Task to complete
Return the material below in full and exactly.

Available data
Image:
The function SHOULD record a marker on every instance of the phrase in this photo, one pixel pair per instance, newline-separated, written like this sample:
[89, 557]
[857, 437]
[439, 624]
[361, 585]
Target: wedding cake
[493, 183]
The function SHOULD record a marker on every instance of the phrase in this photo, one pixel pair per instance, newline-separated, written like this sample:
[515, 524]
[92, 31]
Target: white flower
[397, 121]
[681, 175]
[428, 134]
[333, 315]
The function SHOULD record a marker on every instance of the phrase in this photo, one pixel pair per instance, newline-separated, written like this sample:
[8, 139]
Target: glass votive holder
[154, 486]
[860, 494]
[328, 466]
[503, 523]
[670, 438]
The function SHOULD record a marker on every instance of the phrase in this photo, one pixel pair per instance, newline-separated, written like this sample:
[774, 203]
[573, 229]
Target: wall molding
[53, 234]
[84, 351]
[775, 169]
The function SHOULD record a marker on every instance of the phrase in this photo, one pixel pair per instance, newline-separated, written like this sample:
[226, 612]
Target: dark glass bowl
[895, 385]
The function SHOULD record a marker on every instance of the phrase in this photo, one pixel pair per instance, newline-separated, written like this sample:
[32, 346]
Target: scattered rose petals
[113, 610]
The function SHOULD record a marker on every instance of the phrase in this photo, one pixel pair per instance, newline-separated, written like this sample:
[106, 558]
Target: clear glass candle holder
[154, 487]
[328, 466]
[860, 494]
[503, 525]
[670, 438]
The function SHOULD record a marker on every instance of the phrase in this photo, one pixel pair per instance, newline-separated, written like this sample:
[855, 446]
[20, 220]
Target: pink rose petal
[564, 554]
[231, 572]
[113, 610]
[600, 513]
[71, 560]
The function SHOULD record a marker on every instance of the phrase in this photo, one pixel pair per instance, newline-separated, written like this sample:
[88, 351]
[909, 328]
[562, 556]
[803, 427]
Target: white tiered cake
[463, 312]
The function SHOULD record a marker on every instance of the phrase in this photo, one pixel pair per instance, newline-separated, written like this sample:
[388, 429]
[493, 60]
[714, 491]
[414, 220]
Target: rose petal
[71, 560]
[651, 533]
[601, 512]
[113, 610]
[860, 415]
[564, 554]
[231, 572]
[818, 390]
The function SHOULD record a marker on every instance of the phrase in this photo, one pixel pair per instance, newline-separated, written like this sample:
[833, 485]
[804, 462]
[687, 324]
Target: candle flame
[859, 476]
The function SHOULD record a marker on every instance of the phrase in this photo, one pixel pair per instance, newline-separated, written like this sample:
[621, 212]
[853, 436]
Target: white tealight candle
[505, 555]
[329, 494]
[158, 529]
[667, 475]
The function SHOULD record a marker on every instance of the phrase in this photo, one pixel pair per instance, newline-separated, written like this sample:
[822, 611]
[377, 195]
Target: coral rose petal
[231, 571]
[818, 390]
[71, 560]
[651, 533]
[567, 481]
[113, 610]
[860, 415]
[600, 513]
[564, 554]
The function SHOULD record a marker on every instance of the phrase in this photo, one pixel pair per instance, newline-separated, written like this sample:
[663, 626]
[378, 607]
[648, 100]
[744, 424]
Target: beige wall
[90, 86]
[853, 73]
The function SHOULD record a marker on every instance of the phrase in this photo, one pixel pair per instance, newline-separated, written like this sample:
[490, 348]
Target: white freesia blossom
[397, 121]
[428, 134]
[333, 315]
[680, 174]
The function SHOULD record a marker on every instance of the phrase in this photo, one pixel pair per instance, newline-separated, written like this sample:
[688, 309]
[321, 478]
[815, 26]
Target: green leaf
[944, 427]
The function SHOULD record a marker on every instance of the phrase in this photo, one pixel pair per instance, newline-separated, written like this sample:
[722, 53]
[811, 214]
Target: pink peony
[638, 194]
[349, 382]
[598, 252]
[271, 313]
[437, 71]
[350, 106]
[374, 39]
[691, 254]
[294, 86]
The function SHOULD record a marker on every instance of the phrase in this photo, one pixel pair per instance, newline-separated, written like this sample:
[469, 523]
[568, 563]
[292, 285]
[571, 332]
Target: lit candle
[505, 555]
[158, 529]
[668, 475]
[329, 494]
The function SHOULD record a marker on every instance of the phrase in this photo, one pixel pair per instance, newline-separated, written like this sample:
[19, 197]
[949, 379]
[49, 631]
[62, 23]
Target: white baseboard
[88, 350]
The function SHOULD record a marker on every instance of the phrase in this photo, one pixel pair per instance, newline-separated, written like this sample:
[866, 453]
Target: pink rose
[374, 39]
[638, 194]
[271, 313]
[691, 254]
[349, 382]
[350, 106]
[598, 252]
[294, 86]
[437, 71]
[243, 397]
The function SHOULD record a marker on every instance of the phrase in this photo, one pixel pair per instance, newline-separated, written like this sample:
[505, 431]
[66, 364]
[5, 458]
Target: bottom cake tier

Task response
Image:
The function SHOULD record a marker on every instance of the phrase in this photo, one pixel pair per instance, newline-separated, written like this sample:
[89, 557]
[857, 437]
[439, 624]
[361, 585]
Target: wedding cake
[493, 183]
The function SHOULD record a marker on every instance of the phrase in this photo, one pixel pair per instance, newline-separated, written like this sample:
[515, 524]
[92, 31]
Target: white flower
[397, 121]
[681, 175]
[428, 134]
[333, 315]
The function SHOULD record a marker on every instance of the phrase in this photo, one pixel pair per instance, newline-separated, written like this sample:
[8, 139]
Target: glass votive holder
[154, 486]
[860, 494]
[328, 466]
[503, 523]
[670, 438]
The function SHOULD record a marker on every instance of the phrase in this photo, one pixel pair per instance, newline-separated, written like this sample:
[774, 203]
[573, 229]
Target: wall molding
[53, 234]
[84, 351]
[775, 169]
The function SHOULD record a marker on every instance of the phrase in this photo, one pixel pair per instance, newline-separated, written like this sample:
[226, 612]
Target: dark glass bowl
[895, 385]
The function SHOULD record a marker on every instance of the phrase in this photo, one pixel pair per instance, newline-separated, written like this sample:
[32, 346]
Target: scattered rose petals
[113, 610]
The function SHOULD record a marker on every instance of the phrase in this photo, one pixel pair per instance, newline-separated, written like this sample:
[106, 558]
Target: clear glass candle holder
[154, 487]
[328, 466]
[860, 494]
[503, 525]
[670, 438]
The function SHOULD record a marker on every instance of the phrase in this photo, one pixel pair per instance, newline-separated, written like this sample:
[855, 446]
[20, 220]
Target: pink rose petal
[564, 554]
[231, 572]
[113, 610]
[600, 513]
[71, 560]
The function SHOULD record a marker on every instance of the phrase in this photo, one pixel pair per instance, newline-separated, written like this sample:
[88, 351]
[909, 328]
[562, 556]
[803, 427]
Target: white tiered cake
[463, 312]
The function SHOULD record a marker on every instance of the phrase in this photo, one pixel pair per instance, newline-separated, written like this sample:
[388, 429]
[493, 60]
[714, 491]
[414, 220]
Target: rose petal
[71, 560]
[651, 533]
[601, 512]
[113, 610]
[860, 415]
[564, 554]
[231, 572]
[818, 390]
The function SHOULD record a marker on every instance of the phrase in this photo, one pixel pair per instance, newline-separated, written like this sample:
[833, 485]
[804, 462]
[687, 324]
Target: candle flame
[859, 476]
The function SHOULD record a marker on every instance of the phrase in this photo, one pixel pair per instance, newline-separated, written like this sample:
[621, 212]
[853, 436]
Target: white tealight candle
[505, 555]
[329, 494]
[158, 529]
[667, 475]
The function SHOULD record a marker on every instance of the phrase in this photo, one pixel pair per instance, newline-separated, written like this sample:
[822, 611]
[377, 195]
Target: coral rose petal
[231, 571]
[818, 390]
[71, 560]
[651, 533]
[567, 481]
[113, 610]
[860, 415]
[600, 513]
[564, 554]
The function SHOULD record a marker on every instance of the phrase in this photo, one pixel pair per instance, newline-separated, written like this sample:
[663, 626]
[378, 607]
[648, 100]
[744, 424]
Target: beige wall
[90, 86]
[853, 73]
The function SHOULD record a marker on every instance of the phrase in this photo, one pixel pair per instance, newline-separated, written like this sample:
[490, 348]
Target: white freesia blossom
[397, 121]
[428, 134]
[333, 315]
[680, 174]
The function SHOULD record a marker on every instance of the phrase in this photo, one pixel pair per instance, newline-separated, written like this sample:
[688, 309]
[321, 478]
[815, 26]
Target: green leaf
[944, 427]
The function SHOULD record a marker on every instance of the phrase in this photo, one pixel pair per instance, newline-separated, written like this sample:
[722, 53]
[811, 214]
Target: pink peony
[638, 194]
[349, 382]
[598, 252]
[271, 313]
[437, 71]
[350, 106]
[374, 39]
[691, 254]
[294, 86]
The function SHOULD record a marker on every instance of the phrase in this photo, one pixel pair per instance, newline-separated, written like this sample:
[469, 523]
[568, 563]
[292, 285]
[571, 332]
Target: lit candle
[505, 555]
[158, 529]
[668, 475]
[329, 494]
The function SHOULD record a marker on every instance of the phrase in this photo, one pixel pair per instance, newline-separated, written like this sample:
[19, 197]
[949, 379]
[49, 631]
[62, 23]
Target: white baseboard
[88, 350]
The function SHOULD record a marker on every instance of the phrase in this photo, one pixel pair per instance, newline-separated, written like this sample:
[866, 453]
Target: pink rose
[374, 39]
[638, 194]
[271, 313]
[691, 254]
[349, 382]
[350, 106]
[598, 252]
[294, 86]
[437, 71]
[243, 397]
The function SHOULD record a marker on every instance of the phrase in this photo, one pixel pair per instance, newline-separated, written like this sample:
[505, 431]
[66, 364]
[5, 458]
Target: bottom cake tier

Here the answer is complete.